• **Extrait du texte**
= = = = =

3/3. Septembre 2015 : un gouvernement domestiqué
Si le premier gouvernement de Tsipras n’a jamais remis en cause le capitalisme, ni l’Union européenne, il affirmait vouloir s’opposer à la politique de rigueur dictée par les créanciers. Ce n’est plus le cas du gouvernement issu des élections de septembre : il accepte pleinement la mise en œuvre du troisième mémorandum, avec une célérité qui étonne bien des commentateurs. Tout au plus va-t-il, parfois, jouer à celui qui tente d’atténuer les exigences qu’on lui dicte. En réalité, il est complètement domestiqué.
Le nouveau gouvernement se met au travail
Ce gouvernement est, comme le précédent, structuré par l’alliance entre Syriza (débarrassée de son aile gauche) et l’AN.EL, et l’on y retrouve les piliers du précédent gouvernement. L’AN.EL détient deux postes clefs : la Défense et les Affaires étrangères. Et le ministre de l’économie, Stathakis, déclare que la priorité est « de respecter le plan de réformes passé avec les créanciers »...
Le 5 octobre, Euclide Tsakalotos reprend les discussions avec l’Eurogroupe. Il doit s’engager sur un paquet de 48 mesures. Une première série devra être votée avant la mi-octobre. Une deuxième série à la mi-novembre. C’est la condition pour que soient versés (en deux fois) 3 milliards d’euros d’aides nécessaires pour… rembourser le FMI en décembre.
16 octobre : hausses d’impôts et coupes dans les retraites
Comme prévu, le Parlement vote, le 16 octobre, 19 premières mesures groupées en une loi unique...

L’incidence financière de ces mesures est évaluée à 4 milliards d’euros. Quelques mesures semblent concerner les plus riches (comme l’augmentation du taux d’imposition des bénéfices de 26 % à 29%, ou la contribution exceptionnelle des revenus de plus de 500 000 euros… sous réserve que ces bénéfices et revenus ne soient pas dissimulés…). Mais l’essentiel, à hauteur de 2,4 milliards d’euros par an, résultera de la modification des taux de la TVA, l’impôt le plus injuste.
Grève générale du 12 novembre 2015
D’autres mesures visent, une fois encore, les retraités.
Contre le vote de cette loi, plusieurs milliers de manifestants se rassemblent à l’appel du Parti communiste (ainsi que quelques centaines à l’appel du syndicat des fonctionnaires, Adedy).
Puis, le 6 novembre, le Parlement approuve une nouvelle série de mesures facilitant en particulier la privatisation du port du Pirée et supprimant des rabais fiscaux pour les agriculteurs.
Mais le gouvernement grec rechigne à mettre en œuvre les mesures concernant les banques. Le mémorandum prévoit 25 milliards d’euros pour leur recapitalisation. Les créanciers veulent contrôler les actifs détenus par les banques, et exigent l’expulsion de ceux qui ne peuvent rembourser leur emprunt immobilier, afin de pouvoir revendre ces logements. Jusqu’à présent, seuls les logements valant plus 250 000 pouvaient être saisis.

= = = = =

• **Consignes**
A. Répondez à ces questions sur l'extrait :
(i) Quels sont les deux postes détenus par l'AN.EL ?
(ii) Sur combien de mesures Euclide Tsakalotos doit-il s'engager ?
(iii) Quelle somme le mémorandum prévoit-il pour la recapitalisation des banques ?
B. Reproduisez s'il vous plaît le passage de l'extrait qui commence par « Grève générale du » et se poursuit jusqu'à « pouvaient être saisis. ».

= = = = =

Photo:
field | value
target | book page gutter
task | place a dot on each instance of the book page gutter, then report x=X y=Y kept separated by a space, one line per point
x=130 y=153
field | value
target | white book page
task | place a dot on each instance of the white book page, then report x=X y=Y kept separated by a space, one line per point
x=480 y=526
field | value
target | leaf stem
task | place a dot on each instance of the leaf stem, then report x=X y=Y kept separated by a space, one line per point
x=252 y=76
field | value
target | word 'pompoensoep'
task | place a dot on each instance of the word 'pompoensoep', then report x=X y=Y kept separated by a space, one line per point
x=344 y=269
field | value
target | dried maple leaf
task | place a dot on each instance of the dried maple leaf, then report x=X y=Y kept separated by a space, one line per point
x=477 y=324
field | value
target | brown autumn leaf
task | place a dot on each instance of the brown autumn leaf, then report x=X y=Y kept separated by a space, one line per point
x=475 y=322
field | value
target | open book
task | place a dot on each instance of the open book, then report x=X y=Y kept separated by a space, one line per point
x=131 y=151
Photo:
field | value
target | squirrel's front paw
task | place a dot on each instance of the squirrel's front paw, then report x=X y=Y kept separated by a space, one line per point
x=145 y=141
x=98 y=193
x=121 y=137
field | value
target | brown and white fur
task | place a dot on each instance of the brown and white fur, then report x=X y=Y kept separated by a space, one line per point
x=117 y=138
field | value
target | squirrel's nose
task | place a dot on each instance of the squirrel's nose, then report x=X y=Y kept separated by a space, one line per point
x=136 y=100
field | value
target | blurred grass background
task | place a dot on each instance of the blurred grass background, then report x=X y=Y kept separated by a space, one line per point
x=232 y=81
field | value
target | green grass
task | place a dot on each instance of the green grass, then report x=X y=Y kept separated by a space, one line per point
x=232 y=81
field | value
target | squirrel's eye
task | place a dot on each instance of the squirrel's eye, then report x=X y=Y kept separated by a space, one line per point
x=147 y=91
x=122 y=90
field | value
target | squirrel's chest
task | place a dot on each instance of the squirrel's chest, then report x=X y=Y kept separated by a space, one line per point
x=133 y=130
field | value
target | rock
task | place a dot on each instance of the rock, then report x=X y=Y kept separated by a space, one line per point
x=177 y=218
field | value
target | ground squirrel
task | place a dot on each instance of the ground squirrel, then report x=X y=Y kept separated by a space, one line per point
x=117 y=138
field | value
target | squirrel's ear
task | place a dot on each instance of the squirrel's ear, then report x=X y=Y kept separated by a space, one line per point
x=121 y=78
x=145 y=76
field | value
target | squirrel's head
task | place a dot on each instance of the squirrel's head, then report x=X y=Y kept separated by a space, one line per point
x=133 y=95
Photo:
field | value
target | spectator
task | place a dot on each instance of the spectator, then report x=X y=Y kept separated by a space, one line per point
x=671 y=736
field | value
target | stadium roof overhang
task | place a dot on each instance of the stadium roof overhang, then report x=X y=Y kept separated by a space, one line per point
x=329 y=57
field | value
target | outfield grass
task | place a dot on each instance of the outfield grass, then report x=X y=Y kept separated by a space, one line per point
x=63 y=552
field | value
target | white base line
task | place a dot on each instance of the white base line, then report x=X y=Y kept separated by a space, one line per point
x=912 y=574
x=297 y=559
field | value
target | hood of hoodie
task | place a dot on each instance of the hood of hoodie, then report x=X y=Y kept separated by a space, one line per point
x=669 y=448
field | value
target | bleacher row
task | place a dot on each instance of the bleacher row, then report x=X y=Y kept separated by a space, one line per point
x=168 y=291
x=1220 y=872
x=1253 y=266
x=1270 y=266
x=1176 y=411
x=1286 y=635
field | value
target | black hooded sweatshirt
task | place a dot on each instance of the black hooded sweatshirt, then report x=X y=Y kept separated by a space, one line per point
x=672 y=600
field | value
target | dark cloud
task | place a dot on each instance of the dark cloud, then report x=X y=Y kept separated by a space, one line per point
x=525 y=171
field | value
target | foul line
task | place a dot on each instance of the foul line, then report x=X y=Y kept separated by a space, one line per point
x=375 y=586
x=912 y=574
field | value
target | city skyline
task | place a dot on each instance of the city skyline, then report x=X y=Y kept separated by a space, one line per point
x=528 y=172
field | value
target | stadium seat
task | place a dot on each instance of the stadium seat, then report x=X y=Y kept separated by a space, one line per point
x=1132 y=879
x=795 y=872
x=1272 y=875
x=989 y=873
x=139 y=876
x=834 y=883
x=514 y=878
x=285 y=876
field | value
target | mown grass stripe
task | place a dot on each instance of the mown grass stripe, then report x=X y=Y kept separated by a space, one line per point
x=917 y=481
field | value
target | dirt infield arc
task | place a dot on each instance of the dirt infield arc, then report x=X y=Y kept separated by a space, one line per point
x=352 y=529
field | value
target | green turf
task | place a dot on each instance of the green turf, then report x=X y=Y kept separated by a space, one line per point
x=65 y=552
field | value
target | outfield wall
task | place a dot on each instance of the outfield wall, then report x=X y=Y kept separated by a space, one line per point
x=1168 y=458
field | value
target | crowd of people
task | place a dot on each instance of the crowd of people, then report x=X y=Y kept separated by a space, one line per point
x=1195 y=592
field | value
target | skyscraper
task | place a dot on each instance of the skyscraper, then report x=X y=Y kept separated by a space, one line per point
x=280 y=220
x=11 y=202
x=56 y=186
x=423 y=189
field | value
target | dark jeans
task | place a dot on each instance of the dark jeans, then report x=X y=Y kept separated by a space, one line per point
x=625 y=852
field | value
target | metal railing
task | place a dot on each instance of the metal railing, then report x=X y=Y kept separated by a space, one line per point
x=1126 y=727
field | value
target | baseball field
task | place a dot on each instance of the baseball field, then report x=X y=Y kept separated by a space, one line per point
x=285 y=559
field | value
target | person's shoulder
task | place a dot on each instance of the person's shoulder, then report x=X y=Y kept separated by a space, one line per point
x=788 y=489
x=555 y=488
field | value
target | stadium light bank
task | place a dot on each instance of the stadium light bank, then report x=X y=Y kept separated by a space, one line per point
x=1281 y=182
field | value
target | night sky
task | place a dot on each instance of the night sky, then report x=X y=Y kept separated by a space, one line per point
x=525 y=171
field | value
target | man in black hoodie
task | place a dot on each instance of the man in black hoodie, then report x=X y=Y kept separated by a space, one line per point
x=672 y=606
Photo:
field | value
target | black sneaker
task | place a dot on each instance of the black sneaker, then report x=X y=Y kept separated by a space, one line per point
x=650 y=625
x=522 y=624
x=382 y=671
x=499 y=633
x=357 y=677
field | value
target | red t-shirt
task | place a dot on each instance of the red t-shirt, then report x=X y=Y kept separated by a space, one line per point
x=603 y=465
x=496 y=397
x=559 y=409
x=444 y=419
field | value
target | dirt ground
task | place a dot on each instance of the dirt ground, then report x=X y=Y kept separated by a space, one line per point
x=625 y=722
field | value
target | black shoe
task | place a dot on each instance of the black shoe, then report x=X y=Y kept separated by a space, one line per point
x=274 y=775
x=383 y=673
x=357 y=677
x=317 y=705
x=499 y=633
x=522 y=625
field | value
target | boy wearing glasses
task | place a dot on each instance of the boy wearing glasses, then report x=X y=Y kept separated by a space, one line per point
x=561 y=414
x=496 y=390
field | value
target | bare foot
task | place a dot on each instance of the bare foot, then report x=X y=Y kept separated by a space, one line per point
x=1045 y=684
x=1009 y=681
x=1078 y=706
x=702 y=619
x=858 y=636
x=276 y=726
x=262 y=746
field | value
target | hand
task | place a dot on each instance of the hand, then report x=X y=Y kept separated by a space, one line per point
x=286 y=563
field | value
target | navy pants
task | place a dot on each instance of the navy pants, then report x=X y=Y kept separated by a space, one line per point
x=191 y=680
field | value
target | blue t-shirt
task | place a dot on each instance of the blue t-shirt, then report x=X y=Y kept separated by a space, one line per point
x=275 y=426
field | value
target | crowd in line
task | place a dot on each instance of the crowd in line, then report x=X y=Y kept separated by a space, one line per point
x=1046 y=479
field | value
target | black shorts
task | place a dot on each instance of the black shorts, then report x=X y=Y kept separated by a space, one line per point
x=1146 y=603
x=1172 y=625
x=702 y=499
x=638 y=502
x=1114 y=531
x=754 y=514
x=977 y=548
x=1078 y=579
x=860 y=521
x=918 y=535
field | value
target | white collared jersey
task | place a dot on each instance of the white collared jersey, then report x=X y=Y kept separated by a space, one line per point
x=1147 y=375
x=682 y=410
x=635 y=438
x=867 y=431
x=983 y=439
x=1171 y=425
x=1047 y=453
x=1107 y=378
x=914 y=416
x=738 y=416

= = = = =

• **Liste des réponses**
A.
(i) La Défense et les Affaires étrangères.
(ii) Sur 48 mesures.
(iii) 25 milliards d'euros.

B.
Grève générale du 12 novembre 2015
D’autres mesures visent, une fois encore, les retraités.
Contre le vote de cette loi, plusieurs milliers de manifestants se rassemblent à l’appel du Parti communiste (ainsi que quelques centaines à l’appel du syndicat des fonctionnaires, Adedy).
Puis, le 6 novembre, le Parlement approuve une nouvelle série de mesures facilitant en particulier la privatisation du port du Pirée et supprimant des rabais fiscaux pour les agriculteurs.
Mais le gouvernement grec rechigne à mettre en œuvre les mesures concernant les banques. Le mémorandum prévoit 25 milliards d’euros pour leur recapitalisation. Les créanciers veulent contrôler les actifs détenus par les banques, et exigent l’expulsion de ceux qui ne peuvent rembourser leur emprunt immobilier, afin de pouvoir revendre ces logements. Jusqu’à présent, seuls les logements valant plus 250 000 pouvaient être saisis.